Exercise A>
In the Othello review, which park hosted the Hudson Shakespeare Company's June 15, 2012 performance?
Exercise B>
Condense the Othello review's paragraph beginning "Small lamps illuminate a section of lawn" into two or three sentences, keeping its main facts.

Friday, June 22, 2012

Othello: Making Relevant the Subtext of Tragedy

Othello
By William Shakespeare
As performed by the
Hudson Shakespeare Company(website here: http://www.hudsonshakespeare.org)
June 15, 2012 in Van Vorst Park, Jersey City



Small lamps illuminate a section of lawn at Van Vorst Park, banners vaguely resembling coats of arms are draped on what look like easels, acting as backdrops creating a stage for this entertaining, intelligent and refreshingly relevant rendition of Othello by the Hudson Shakespeare Company. The mosquitos, out in force this year, annoy, and the sounds of traffic, kids from the nearby playground, and adults on cellphones distract, but only for a second or two. Summer is here again, and so is open air-Shakespeare.

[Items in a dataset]

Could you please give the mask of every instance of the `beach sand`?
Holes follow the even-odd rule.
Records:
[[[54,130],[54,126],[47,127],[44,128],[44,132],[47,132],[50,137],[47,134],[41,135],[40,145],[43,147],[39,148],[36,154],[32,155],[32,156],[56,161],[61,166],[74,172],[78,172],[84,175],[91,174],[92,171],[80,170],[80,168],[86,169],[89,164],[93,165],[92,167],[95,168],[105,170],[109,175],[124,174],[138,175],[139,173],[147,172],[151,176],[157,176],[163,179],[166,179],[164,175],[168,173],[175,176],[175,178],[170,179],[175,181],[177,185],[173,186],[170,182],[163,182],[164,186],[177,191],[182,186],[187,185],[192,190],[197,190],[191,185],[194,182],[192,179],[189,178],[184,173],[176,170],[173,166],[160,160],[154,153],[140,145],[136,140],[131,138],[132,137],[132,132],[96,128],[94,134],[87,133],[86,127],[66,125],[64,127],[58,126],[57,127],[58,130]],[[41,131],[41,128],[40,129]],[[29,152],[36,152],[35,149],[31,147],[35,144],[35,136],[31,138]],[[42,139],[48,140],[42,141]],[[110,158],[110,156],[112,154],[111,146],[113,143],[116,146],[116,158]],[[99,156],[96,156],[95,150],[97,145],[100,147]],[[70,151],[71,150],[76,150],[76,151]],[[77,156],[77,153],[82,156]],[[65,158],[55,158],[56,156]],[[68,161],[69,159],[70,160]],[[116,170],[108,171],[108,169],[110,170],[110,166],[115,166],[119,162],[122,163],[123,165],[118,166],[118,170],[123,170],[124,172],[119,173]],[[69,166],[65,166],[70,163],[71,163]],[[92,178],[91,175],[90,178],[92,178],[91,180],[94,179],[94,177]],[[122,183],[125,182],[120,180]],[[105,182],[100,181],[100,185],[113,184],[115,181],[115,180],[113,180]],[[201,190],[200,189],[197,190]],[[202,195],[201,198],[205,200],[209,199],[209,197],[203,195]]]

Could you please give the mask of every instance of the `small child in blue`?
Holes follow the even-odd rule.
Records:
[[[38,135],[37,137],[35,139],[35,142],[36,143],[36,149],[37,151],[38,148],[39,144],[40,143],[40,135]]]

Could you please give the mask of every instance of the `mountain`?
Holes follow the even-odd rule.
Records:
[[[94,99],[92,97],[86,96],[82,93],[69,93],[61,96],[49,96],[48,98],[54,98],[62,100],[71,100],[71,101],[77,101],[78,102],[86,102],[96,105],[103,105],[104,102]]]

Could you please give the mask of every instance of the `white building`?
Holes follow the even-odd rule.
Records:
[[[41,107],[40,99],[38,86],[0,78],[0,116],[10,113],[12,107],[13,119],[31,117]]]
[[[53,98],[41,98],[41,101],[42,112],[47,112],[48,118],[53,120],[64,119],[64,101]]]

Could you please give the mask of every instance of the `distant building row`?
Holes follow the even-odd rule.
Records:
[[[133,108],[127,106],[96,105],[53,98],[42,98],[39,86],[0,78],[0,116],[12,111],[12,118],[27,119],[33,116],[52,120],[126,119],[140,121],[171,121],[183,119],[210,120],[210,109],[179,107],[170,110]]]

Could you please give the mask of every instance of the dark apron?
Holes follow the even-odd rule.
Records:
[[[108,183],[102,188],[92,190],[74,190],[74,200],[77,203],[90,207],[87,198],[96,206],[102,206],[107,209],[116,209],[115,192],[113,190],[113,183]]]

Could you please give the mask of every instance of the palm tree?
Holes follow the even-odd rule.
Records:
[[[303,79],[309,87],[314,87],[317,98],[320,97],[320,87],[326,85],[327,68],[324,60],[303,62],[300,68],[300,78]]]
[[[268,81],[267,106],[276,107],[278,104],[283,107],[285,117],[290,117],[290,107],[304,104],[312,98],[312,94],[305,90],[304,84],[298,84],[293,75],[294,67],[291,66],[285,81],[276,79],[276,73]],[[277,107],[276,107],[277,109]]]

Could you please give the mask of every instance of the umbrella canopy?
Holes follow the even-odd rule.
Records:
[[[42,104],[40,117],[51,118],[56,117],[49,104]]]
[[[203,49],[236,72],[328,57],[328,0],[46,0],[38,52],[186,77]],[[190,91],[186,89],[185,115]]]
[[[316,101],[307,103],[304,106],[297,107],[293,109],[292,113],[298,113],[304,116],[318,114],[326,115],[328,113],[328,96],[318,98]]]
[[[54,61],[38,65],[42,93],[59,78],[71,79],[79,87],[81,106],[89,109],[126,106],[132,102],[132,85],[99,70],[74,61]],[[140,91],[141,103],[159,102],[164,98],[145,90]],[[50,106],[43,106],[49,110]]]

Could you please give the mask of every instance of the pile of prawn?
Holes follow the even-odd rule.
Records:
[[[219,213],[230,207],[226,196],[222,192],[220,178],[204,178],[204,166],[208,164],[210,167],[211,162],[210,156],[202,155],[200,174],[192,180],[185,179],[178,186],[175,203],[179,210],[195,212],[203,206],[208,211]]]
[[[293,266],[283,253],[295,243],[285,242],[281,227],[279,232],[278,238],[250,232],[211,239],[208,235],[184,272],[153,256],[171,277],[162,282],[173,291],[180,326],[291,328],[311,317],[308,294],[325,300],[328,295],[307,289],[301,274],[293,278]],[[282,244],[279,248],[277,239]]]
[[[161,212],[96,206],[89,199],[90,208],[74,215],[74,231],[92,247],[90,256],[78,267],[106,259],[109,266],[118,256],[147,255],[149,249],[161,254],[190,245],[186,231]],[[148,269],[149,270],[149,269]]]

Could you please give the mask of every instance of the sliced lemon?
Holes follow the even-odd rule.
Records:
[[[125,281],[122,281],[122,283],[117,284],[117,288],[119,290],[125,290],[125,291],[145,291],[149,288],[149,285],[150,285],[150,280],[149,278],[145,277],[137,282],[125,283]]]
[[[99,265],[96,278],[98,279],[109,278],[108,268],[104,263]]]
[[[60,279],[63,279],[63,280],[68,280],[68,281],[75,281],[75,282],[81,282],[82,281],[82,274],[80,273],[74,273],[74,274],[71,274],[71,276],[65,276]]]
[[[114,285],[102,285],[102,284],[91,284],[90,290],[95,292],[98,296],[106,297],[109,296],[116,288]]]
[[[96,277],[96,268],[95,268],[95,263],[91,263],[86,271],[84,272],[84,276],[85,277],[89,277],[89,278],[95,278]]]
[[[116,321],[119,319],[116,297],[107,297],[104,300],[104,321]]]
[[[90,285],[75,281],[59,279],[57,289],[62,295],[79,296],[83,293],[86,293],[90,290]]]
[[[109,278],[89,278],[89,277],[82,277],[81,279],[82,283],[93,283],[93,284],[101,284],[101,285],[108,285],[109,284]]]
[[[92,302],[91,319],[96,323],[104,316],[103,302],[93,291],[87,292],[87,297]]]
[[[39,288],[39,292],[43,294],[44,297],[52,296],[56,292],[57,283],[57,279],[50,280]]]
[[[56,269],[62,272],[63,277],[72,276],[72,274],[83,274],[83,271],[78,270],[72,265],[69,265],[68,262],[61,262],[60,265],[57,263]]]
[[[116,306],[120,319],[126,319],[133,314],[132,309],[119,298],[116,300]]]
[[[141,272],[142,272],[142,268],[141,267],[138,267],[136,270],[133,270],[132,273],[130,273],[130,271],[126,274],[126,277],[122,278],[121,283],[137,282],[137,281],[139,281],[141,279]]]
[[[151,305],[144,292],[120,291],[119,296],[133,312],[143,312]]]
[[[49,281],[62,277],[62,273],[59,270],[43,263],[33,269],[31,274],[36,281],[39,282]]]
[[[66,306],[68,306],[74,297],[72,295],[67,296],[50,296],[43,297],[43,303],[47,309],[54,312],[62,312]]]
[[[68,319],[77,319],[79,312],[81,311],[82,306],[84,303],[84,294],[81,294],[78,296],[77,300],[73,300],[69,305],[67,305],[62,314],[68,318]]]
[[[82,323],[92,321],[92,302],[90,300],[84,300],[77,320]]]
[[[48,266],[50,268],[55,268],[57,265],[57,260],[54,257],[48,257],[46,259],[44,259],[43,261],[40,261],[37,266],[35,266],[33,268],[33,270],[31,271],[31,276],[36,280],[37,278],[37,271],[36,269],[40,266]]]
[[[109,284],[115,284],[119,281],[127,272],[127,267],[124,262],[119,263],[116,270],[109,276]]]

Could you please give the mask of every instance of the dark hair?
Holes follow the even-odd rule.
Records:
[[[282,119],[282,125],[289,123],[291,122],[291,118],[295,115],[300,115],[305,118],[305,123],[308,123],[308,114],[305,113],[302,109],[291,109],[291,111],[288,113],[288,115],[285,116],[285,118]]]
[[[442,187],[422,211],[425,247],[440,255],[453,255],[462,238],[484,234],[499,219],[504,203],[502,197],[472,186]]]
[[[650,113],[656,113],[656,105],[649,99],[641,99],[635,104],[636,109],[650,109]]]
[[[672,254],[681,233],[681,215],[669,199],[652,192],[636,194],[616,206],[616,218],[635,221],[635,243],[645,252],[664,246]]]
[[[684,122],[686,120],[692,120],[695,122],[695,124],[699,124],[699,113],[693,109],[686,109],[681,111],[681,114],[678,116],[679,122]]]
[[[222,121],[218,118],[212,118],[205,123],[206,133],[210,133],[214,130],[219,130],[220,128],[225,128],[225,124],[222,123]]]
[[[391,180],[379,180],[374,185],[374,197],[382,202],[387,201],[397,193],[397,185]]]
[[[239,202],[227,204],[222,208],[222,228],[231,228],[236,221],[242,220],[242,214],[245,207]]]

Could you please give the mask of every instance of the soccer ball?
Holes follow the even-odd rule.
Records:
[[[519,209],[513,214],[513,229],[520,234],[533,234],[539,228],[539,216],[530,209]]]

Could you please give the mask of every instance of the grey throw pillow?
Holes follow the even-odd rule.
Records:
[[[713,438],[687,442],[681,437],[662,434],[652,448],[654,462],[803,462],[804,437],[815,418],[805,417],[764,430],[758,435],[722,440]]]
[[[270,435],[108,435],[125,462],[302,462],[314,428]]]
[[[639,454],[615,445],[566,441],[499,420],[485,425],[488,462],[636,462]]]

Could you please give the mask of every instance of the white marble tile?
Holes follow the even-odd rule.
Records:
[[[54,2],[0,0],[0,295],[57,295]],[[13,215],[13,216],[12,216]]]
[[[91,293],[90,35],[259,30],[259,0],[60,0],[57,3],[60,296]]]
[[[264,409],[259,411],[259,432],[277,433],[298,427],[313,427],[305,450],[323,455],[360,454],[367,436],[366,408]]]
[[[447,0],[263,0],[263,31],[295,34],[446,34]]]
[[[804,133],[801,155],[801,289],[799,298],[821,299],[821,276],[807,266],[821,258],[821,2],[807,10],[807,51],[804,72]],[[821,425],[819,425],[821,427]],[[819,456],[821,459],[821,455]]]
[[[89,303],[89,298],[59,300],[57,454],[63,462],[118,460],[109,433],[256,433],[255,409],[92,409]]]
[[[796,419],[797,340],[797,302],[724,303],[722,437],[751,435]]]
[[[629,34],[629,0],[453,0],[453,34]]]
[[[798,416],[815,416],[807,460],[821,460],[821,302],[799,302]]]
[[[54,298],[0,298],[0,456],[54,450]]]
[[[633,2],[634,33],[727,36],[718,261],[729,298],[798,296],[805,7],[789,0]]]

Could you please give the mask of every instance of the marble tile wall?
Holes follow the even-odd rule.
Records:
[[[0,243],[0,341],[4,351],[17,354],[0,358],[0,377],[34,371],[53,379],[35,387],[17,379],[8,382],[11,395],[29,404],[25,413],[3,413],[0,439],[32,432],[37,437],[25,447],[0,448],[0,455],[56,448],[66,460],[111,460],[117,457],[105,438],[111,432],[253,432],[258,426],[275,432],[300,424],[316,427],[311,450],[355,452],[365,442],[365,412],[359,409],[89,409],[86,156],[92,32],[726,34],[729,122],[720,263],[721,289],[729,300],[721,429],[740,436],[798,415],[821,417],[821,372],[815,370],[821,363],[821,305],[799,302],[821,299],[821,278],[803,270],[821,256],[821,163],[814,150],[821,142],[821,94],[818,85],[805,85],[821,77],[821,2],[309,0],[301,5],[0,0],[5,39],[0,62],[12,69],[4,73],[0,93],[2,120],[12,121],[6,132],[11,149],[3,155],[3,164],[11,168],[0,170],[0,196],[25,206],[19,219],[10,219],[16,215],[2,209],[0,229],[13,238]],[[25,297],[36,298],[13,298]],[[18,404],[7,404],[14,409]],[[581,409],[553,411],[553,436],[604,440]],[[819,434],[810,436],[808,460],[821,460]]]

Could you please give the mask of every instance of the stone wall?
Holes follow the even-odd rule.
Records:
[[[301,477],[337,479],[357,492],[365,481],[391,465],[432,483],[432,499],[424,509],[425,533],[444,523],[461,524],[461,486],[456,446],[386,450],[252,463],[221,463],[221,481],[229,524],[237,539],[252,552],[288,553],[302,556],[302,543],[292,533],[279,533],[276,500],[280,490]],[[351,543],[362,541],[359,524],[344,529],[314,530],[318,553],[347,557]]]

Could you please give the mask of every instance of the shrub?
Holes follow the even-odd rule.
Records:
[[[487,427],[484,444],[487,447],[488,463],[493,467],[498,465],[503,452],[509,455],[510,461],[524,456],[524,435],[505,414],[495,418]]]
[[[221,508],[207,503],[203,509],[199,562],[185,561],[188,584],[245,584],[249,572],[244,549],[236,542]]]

Worked answer A>
Van Vorst Park in Jersey City.

Worked answer B>
Small lamps light part of the lawn at Van Vorst Park, and banners like coats of arms hung on easel-like stands form the backdrop for the Hudson Shakespeare Company's entertaining, intelligent and relevant Othello. Mosquitos, traffic, playground noise and people on cellphones distract only briefly. Summer and open-air Shakespeare have returned.